= Given entries =
################
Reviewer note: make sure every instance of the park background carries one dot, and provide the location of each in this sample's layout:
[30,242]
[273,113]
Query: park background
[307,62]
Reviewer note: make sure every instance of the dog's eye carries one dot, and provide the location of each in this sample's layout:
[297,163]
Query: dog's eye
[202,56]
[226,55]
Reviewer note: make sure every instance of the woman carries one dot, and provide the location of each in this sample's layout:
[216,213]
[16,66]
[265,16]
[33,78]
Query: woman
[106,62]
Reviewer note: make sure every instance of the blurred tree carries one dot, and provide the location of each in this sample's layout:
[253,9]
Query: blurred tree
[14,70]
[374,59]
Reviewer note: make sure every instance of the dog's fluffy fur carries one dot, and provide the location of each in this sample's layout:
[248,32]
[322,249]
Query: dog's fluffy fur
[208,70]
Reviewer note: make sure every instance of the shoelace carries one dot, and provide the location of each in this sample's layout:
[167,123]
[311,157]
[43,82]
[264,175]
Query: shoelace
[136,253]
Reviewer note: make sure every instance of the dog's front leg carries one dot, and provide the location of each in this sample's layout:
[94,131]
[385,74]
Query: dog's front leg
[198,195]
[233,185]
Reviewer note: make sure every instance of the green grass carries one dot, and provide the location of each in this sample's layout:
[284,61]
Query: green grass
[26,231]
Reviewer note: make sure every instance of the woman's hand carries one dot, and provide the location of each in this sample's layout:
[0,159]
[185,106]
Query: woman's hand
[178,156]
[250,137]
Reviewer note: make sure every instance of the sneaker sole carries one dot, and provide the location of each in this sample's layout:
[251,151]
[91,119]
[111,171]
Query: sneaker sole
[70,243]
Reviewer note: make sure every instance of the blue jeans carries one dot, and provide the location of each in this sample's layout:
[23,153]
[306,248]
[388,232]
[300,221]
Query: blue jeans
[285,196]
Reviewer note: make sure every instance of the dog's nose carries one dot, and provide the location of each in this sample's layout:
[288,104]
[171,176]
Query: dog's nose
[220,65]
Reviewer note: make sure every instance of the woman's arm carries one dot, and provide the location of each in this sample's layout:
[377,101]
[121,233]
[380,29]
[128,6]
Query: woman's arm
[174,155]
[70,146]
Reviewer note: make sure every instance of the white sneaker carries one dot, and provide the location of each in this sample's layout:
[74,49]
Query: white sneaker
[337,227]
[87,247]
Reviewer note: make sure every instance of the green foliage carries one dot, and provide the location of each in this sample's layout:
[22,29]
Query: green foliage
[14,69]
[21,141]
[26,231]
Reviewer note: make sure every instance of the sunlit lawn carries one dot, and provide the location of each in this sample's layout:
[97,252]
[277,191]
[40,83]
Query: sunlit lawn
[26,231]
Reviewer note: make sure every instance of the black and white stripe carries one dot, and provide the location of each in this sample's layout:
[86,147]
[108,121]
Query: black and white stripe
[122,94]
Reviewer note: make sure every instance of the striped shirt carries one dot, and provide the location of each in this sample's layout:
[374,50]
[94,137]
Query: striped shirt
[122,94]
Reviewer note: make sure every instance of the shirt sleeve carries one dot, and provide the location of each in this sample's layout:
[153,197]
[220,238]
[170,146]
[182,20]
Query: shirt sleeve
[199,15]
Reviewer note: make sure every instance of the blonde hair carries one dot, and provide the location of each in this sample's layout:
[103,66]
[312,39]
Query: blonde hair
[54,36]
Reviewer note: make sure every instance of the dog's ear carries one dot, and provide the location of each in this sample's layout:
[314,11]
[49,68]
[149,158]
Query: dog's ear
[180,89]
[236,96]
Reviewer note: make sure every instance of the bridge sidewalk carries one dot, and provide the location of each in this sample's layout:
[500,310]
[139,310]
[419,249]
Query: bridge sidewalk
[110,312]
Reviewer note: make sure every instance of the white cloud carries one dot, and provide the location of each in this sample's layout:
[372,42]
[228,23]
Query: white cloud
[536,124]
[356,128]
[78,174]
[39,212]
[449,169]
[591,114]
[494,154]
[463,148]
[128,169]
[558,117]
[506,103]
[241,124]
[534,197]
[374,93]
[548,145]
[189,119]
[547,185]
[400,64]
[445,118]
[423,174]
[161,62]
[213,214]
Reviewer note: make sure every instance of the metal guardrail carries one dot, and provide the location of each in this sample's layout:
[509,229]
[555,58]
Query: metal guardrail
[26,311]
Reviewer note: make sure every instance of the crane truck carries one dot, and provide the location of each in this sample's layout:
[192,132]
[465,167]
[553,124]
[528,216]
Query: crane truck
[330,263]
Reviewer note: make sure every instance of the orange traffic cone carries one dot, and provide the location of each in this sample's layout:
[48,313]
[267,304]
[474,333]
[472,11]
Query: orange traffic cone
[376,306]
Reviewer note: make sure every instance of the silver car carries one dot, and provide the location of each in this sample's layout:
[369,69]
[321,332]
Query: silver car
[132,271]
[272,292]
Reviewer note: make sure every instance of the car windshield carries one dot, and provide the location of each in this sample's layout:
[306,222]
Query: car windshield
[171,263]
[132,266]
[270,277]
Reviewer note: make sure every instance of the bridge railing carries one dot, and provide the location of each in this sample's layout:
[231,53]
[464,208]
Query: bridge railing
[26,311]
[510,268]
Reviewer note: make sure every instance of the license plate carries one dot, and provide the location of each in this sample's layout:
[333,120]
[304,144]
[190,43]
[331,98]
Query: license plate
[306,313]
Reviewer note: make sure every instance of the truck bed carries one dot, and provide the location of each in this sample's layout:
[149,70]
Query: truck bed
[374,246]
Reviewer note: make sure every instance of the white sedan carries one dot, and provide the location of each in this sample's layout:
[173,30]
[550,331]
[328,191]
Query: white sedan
################
= The problem =
Rename "Reviewer note" to "Annotator note" everywhere it occurs in the records above, and reproduce the lines with everything else untouched.

= Finished task =
Annotator note: make sure every instance of the park background carries one dot, and provide the location of each in this sample's layout:
[30,242]
[273,113]
Query: park background
[307,62]
Annotator note: make sure every instance of the dog's eye carries one dot, and provide the location of each in this sample's layout:
[297,163]
Query: dog's eye
[202,56]
[226,55]
Annotator note: make sure every instance of the woman carries one dot, and provide the location of each in this sample's layout:
[216,213]
[16,66]
[265,16]
[33,78]
Query: woman
[106,62]
Annotator note: make sure every instance of the blurred tree carries one dot, and provide the location of each in this sample's layout:
[253,9]
Query: blurred tree
[14,70]
[374,59]
Annotator note: make sure every instance of the dog's fluffy fur carries one dot, and provide the location of each in this sample's layout:
[248,32]
[322,249]
Query: dog's fluffy fur
[208,70]
Annotator note: make sure every instance of the shoelace carries one dot, and provide the location of each in this sample's layout:
[167,123]
[311,157]
[43,82]
[264,175]
Query: shoelace
[136,253]
Annotator note: make sure every instance of the dog's front leg carries one dot, and provide the location of each in this sample's layout:
[94,131]
[385,74]
Query: dog's front leg
[198,195]
[233,185]
Annotator note: make sure every instance of the green grass carries one dot, and provide the location of each in this sample's layout:
[284,61]
Query: green grass
[26,231]
Annotator note: make sure every instance of the woman's hand carries one dot, and provide the location of each in this sample's layout:
[0,159]
[185,106]
Query: woman's hand
[178,156]
[250,137]
Annotator note: make sure every instance of the sneaker sole carries one dot, and provide the location of each in this sample's layout:
[251,151]
[91,119]
[111,171]
Query: sneaker sole
[70,243]
Annotator note: make sure every instance of the blue jeans carries one dot, and provide the location of each in this sample's layout:
[23,153]
[306,248]
[388,232]
[300,221]
Query: blue jeans
[285,196]
Annotator note: make sure every instance of the dog's nose carries one dot, and provide the location of each in this sample's layout:
[288,104]
[171,176]
Query: dog's nose
[220,65]
Annotator note: make sure every instance of the woman's arm carries one dot, and provide the location of each in this sample's layout:
[377,101]
[121,233]
[380,29]
[128,6]
Query: woman's arm
[174,155]
[70,146]
Annotator note: make sure every instance of the white sneaker carries one dot, and provide the location of each in this sample's layout:
[74,49]
Query: white sneaker
[337,227]
[87,247]
Annotator note: make sure every instance of the green foliage carries one dot, and provide the location of each in this sample's layout:
[22,29]
Query: green foliage
[14,69]
[21,141]
[26,231]
Annotator note: make sure every instance of the sunlit lawn carries one dot, and provide the location of each in this sample's layout:
[97,252]
[277,191]
[40,83]
Query: sunlit lawn
[26,231]
Annotator note: make sure every instance of the black and white stripe carries one dot, and provide the location of each in this sample's layout:
[86,147]
[108,121]
Query: black and white stripe
[122,94]
Annotator note: make sure every instance of the striped shirt carries one dot, and provide the location of each in this sample's layout:
[374,50]
[94,137]
Query: striped shirt
[122,94]
Annotator note: make sure every instance of the shirt sleeve carries one dot, and provide the location of each in this sample's layout:
[153,197]
[220,238]
[170,146]
[182,20]
Query: shirt sleeve
[199,15]
Annotator note: make sure every instance of the blonde hair carries one dot, and provide the location of each in this sample's layout:
[103,66]
[312,39]
Query: blonde hair
[54,36]
Annotator note: make sure every instance of the dog's ear carries one dot, and provide the location of each in this sample's layout:
[314,11]
[49,68]
[149,158]
Query: dog's ear
[180,89]
[236,96]
Annotator note: make sure every instance of the bridge sidewalk carries one dot, and provide the location of each in this sample's layout:
[500,310]
[139,310]
[419,249]
Query: bridge sidewalk
[110,312]
Annotator note: make sure every instance of the white cloud carries one dot, and provide the location of each in this sample's layout:
[372,42]
[228,23]
Query: white cloud
[536,124]
[356,128]
[78,174]
[39,212]
[449,169]
[591,114]
[494,154]
[463,148]
[128,169]
[558,117]
[506,103]
[241,124]
[534,197]
[374,93]
[548,145]
[189,119]
[547,185]
[400,64]
[445,118]
[423,174]
[161,62]
[213,214]
Annotator note: make sure every instance of the metal guardrail carries one dot, and provide the location of each in this sample's layout:
[509,229]
[555,58]
Query: metal guardrail
[26,311]
Annotator note: make sure every instance of the crane truck carries one dot, and provide the location of each in this sample's layout:
[192,132]
[465,167]
[553,124]
[528,216]
Query: crane truck
[330,263]
Annotator note: make sure every instance of the orange traffic cone carries one dot, and provide the location of each in this sample's layout:
[48,313]
[267,304]
[474,333]
[472,11]
Query: orange traffic cone
[376,306]
Annotator note: make sure every instance of the silver car carries one dot, and provide the location of each in this sample's layout:
[369,69]
[321,332]
Query: silver car
[132,271]
[272,292]
Annotator note: make sure every instance of the car windshield carries one dot, and provide the location of each in this sample's layout:
[306,222]
Query: car windshield
[171,263]
[132,266]
[270,277]
Annotator note: make sure every instance of the bridge railing carries one dot, and provide the location of each in this sample's layout:
[231,53]
[464,208]
Query: bridge railing
[26,311]
[510,268]
Annotator note: make sure every instance of the license plate carries one dot, and provide the location of each in this sample's layout:
[333,120]
[304,144]
[190,43]
[331,98]
Query: license plate
[306,313]
Annotator note: make sure every instance of the truck bed carries one dot, and provide the location of each in this sample's layout:
[149,70]
Query: truck bed
[374,246]
Annotator note: make sure every instance of the white sedan carries one dot, and provide the location of each in this sample's layout:
[173,30]
[550,331]
[328,191]
Query: white sedan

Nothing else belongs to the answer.